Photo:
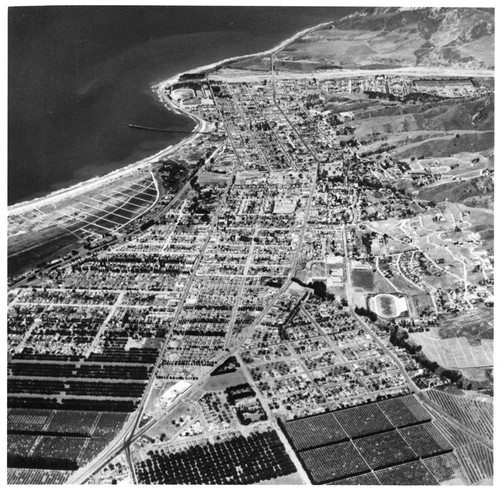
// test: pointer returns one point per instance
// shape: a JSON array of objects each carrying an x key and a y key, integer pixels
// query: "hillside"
[{"x": 452, "y": 37}]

Task description: Please repeat the records above word for word, and do not include the pictures.

Result of the task:
Photo:
// test: pointer returns one point per instance
// shape: a JSON array of objects each carrying an x key and a y key, integer pixels
// query: "hillside"
[{"x": 452, "y": 37}]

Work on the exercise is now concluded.